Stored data
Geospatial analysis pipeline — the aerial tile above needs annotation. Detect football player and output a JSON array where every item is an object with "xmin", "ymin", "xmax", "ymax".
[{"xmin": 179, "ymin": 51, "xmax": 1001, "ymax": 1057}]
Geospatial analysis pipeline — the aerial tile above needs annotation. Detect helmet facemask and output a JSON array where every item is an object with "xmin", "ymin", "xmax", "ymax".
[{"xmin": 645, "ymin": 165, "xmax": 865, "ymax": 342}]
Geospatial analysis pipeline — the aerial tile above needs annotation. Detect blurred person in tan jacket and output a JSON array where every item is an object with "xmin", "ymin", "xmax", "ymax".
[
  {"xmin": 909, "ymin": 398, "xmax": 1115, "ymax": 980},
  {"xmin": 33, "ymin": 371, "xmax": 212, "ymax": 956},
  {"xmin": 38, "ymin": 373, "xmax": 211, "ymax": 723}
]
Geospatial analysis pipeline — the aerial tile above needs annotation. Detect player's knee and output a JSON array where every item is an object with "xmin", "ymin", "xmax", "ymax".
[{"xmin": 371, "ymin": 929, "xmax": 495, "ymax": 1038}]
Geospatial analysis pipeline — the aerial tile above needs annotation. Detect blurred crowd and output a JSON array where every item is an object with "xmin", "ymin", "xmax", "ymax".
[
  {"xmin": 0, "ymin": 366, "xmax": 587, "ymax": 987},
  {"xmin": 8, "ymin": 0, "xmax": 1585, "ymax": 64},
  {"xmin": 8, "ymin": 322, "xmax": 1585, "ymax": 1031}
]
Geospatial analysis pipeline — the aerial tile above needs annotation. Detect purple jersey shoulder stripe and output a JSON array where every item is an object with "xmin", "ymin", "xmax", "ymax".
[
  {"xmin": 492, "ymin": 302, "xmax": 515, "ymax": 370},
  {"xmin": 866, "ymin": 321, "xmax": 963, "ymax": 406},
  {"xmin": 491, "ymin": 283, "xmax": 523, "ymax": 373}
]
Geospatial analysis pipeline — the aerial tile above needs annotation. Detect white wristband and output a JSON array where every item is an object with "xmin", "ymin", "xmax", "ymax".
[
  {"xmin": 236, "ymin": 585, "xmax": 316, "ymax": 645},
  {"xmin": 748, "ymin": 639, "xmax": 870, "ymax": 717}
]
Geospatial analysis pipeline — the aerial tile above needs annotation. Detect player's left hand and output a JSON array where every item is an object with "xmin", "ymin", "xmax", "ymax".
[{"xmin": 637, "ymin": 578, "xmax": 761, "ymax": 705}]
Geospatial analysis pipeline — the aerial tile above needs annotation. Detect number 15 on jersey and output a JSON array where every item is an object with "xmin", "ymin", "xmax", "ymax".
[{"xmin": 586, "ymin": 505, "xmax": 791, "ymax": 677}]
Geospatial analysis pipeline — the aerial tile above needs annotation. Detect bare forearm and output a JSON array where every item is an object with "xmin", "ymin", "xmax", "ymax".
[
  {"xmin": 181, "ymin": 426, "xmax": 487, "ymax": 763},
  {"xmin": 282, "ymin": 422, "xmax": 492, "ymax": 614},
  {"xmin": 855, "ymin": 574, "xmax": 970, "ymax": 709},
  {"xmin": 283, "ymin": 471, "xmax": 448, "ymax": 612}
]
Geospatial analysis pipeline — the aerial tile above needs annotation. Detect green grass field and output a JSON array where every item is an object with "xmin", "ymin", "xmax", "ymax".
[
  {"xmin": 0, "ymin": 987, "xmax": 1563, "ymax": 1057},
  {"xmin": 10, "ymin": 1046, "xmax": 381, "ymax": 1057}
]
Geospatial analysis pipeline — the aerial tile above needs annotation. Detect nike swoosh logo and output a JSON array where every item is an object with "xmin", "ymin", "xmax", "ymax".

**Work item:** Exact copies of the lines from the one holding "annotation. Detect bare" through the last line above, and only those, make up the answer.

**Final answer:**
Geospatial analysis pipeline — the aerial tile above needs annotation. Detect bare forearm and output a JSON array where every item is an object with "xmin", "ymin", "xmax", "ymax".
[
  {"xmin": 181, "ymin": 426, "xmax": 487, "ymax": 763},
  {"xmin": 282, "ymin": 422, "xmax": 492, "ymax": 614},
  {"xmin": 855, "ymin": 574, "xmax": 970, "ymax": 709},
  {"xmin": 283, "ymin": 471, "xmax": 448, "ymax": 612}
]
Geospatial analysis pipeline — the aerial tile above needs annotation. Detect green grass field and output a JSON array where every item is an object with "xmin", "ymin", "xmax", "ymax".
[
  {"xmin": 0, "ymin": 987, "xmax": 1563, "ymax": 1057},
  {"xmin": 10, "ymin": 1046, "xmax": 381, "ymax": 1057}
]
Geospatial analysis pipeline — the aerial tile above needs annotation. Detect nike swoosh logo and output a JSON array where every item is an object with "xmin", "ymin", "xmax", "ymax".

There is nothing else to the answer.